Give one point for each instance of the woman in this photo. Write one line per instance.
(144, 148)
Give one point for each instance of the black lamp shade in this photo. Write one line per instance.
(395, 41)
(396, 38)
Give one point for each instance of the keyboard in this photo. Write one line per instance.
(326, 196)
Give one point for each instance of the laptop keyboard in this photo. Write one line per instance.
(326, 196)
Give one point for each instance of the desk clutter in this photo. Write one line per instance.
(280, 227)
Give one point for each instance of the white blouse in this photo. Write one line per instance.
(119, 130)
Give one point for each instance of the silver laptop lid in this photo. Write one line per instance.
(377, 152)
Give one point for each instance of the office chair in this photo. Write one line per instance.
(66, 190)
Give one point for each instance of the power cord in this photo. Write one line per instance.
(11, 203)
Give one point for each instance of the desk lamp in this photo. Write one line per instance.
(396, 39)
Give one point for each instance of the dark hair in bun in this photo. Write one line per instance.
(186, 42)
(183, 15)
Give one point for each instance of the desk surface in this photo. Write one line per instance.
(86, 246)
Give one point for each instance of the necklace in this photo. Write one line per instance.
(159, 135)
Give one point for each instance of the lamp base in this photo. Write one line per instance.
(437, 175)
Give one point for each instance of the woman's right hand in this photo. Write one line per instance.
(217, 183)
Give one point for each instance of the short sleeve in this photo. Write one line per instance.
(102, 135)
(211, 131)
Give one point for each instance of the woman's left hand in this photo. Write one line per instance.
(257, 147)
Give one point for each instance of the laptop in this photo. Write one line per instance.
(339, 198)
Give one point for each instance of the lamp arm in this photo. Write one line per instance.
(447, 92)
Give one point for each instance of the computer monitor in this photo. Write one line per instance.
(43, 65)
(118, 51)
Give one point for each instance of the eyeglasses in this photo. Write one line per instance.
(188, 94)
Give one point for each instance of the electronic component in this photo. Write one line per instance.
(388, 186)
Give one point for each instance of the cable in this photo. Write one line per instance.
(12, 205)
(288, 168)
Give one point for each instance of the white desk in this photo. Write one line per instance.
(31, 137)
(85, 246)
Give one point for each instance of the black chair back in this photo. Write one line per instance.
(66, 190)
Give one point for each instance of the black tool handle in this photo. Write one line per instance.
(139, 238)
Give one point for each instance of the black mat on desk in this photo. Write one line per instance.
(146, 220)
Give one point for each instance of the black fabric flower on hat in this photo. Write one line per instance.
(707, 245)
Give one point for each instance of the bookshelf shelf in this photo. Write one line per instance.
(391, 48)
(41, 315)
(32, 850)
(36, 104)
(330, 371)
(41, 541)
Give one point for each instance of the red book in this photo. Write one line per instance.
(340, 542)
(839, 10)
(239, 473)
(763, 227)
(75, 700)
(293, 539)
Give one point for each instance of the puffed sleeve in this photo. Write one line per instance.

__To do__
Output the data once more, exactly as it appears above.

__Exercise response__
Give one point for each instance of the woman in this photo. Write one line per instance.
(144, 148)
Give one point for each instance of the black lamp shade in this photo. Write one line per instance.
(395, 41)
(396, 38)
Give one point for each instance of the keyboard in this photo. Write one line per instance.
(326, 196)
Give one point for each instance of the laptop keyboard in this photo. Write one line per instance.
(326, 196)
Give one point for each instance of the desk clutter in this photo. Write one line per instance.
(280, 227)
Give one point for each instance of the white blouse in this photo. Write one line per instance.
(119, 130)
Give one point for each instance of the silver laptop lid in this photo. Write one line per instance.
(377, 152)
Give one point for each instance of the office chair in this photo. Write one line per instance.
(66, 190)
Give one point for each instance of the power cord in this photo. Write one line per instance.
(11, 203)
Give one point for each instance of the desk lamp in this photo. Write one line per instance.
(396, 39)
Give one point for each instance of the dark hair in bun in this photo. Write one line per instance.
(186, 42)
(183, 15)
Give one point for each instance of the desk surface in this photo. Write one line per instance.
(86, 246)
Give one point for each instance of the necklace in this photo. Write one line per instance.
(159, 135)
Give one point for each instance of the lamp base in this photo. Write one line per instance.
(437, 175)
Give one point for each instance of the woman's right hand in this photo. Write one line per instance.
(217, 183)
Give one point for each instance of the short sleeve in this photo. Write one line per instance.
(102, 135)
(211, 131)
Give one point for each instance of the woman's left hand in this photo. Write one line per instance.
(257, 147)
Give one point for each instance of the laptop in this photo. Write one line per instance.
(339, 198)
Give one point for each instance of the lamp arm in this photo. Write one line per instance.
(447, 92)
Give one point for each instance of the computer monitor in this photo. Write one line per instance.
(43, 65)
(118, 51)
Give one point for each instance of the eyeglasses in this photo. Write one line per instance.
(188, 94)
Give one point for each instance of the electronic component in this photo. Write one line per instance.
(388, 186)
Give one point for each instance of the cable in this photo. Write one line per instance.
(12, 205)
(288, 168)
Give one point for each instance of the white desk in this photo. Write one line per instance.
(31, 137)
(85, 246)
Give one point for each instance of the black chair back in this photo. Write one line per instance.
(66, 190)
Give one point for each instance of the black tool handle in this photo. Write one line per instance.
(139, 238)
Give one point for each instance of the black mat on desk in this photo. Write one line per instance.
(146, 220)
Give one point for each instance of the black fabric flower on hat in this photo. Write one line per instance.
(707, 245)
Give one point for each instance of the bookshelf shelf in this photo. Write one line per instance.
(391, 48)
(41, 315)
(32, 850)
(36, 104)
(330, 371)
(41, 541)
Give one point for each instance of the red book in this photo. Write one line per instance.
(340, 542)
(839, 10)
(239, 473)
(763, 227)
(75, 700)
(293, 539)
Give one point for each instance of the puffed sleeve in this photo. Write one line per instance.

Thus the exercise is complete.